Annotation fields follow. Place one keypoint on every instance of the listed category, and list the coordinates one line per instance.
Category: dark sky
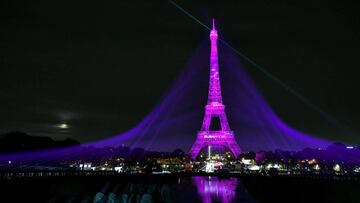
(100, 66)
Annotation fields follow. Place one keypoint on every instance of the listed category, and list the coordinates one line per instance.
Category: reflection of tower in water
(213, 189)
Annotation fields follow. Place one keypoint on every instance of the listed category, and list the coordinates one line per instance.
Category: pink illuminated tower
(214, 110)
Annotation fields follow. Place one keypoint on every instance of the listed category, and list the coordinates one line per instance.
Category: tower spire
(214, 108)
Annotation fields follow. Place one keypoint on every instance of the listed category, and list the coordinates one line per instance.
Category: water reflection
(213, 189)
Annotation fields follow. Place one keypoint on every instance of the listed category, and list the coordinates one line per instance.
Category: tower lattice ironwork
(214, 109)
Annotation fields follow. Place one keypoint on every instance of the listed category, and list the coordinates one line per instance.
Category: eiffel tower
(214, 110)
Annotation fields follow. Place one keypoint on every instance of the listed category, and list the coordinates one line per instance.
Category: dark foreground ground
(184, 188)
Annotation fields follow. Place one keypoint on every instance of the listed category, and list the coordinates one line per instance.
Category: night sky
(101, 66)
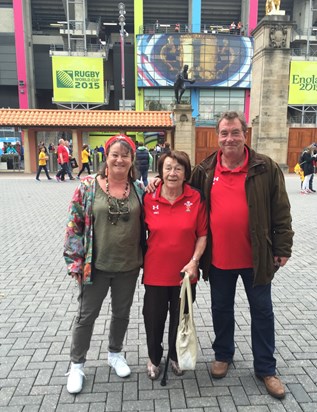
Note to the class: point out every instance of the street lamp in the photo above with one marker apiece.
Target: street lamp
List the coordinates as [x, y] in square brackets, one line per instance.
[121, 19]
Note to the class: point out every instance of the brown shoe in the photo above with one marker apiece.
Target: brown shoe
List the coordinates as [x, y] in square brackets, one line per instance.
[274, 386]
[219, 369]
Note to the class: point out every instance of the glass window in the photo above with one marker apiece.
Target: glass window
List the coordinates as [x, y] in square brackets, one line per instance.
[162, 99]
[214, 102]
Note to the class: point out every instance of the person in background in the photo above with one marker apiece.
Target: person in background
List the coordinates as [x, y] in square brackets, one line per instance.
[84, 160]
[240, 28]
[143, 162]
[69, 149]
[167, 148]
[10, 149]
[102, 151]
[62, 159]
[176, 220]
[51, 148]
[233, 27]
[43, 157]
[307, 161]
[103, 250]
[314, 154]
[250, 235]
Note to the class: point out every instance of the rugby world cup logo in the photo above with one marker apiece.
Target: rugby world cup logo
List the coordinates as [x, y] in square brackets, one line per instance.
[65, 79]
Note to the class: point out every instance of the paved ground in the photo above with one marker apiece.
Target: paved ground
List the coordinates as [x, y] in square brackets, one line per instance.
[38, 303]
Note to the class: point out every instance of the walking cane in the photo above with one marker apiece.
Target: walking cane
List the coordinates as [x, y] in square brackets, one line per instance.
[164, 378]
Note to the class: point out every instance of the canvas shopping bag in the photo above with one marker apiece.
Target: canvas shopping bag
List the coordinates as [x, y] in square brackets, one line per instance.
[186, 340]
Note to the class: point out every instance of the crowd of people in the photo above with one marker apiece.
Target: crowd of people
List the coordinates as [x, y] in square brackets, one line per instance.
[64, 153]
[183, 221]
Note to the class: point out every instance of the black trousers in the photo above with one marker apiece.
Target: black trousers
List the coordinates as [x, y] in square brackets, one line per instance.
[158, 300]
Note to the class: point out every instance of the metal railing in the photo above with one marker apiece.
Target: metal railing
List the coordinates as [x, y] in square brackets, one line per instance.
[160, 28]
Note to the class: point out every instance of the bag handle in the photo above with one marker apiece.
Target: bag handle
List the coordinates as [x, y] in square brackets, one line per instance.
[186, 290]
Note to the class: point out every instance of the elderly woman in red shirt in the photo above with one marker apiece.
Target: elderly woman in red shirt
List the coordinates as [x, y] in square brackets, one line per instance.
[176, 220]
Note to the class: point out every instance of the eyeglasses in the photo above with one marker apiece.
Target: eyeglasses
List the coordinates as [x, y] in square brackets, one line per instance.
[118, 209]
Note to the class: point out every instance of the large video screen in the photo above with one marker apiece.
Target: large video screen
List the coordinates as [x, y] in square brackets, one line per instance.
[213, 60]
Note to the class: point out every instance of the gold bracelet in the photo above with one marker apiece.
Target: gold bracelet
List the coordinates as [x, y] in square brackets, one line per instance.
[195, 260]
══════════
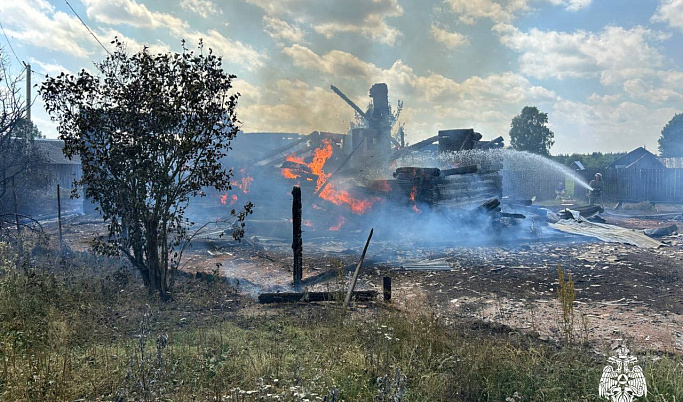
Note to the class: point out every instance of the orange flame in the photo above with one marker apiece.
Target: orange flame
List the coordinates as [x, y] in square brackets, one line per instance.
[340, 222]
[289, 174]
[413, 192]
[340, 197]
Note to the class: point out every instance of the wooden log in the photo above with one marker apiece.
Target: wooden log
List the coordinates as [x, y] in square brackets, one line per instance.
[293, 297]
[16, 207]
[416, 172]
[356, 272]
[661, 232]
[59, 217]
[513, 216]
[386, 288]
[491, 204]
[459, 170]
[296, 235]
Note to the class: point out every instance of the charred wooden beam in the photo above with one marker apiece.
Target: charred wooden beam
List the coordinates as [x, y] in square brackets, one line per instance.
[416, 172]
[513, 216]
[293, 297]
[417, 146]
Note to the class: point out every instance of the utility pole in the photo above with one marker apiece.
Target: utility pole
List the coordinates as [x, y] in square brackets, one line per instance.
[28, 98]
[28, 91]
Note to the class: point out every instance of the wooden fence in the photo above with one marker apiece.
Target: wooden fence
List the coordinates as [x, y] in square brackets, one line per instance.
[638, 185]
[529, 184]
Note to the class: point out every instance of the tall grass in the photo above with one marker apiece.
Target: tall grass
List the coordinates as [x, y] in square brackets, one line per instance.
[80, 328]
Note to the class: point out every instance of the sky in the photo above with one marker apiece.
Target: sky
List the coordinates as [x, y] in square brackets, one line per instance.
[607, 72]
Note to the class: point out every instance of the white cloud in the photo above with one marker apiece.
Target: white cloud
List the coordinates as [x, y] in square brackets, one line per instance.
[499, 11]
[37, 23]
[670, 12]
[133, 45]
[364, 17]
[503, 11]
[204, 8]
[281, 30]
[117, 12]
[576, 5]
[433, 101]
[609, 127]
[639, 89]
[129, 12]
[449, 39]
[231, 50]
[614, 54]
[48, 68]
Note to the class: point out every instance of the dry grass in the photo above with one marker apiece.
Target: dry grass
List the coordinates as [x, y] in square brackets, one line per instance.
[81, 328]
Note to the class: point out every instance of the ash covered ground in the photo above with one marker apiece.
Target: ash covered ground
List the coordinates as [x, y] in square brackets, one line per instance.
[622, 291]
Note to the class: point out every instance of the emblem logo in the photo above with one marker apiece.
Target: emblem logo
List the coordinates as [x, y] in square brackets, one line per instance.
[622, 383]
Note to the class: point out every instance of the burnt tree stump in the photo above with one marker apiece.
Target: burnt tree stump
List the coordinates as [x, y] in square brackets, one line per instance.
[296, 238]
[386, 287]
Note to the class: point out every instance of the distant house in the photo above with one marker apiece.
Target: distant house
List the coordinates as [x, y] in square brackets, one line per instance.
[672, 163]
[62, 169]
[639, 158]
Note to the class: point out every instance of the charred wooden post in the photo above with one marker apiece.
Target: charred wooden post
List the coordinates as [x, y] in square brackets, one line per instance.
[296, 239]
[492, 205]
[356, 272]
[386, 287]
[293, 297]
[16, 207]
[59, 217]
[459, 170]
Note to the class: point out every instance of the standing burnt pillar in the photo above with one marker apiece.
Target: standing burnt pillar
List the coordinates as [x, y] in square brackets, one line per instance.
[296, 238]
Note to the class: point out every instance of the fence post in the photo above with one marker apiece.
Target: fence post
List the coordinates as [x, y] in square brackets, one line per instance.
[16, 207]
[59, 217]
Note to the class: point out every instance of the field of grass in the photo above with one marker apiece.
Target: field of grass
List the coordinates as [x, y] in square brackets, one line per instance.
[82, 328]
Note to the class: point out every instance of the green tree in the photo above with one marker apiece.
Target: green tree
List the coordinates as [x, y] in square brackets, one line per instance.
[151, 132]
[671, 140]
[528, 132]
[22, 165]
══════════
Which lines in the records contain the word "standing"? Pull out each of those lines and copy it in full.

## EXERCISE RESPONSE
Note to the class: point out every instance of the standing burnt pillar in the photo above with one marker apiece.
Target: standing burnt pillar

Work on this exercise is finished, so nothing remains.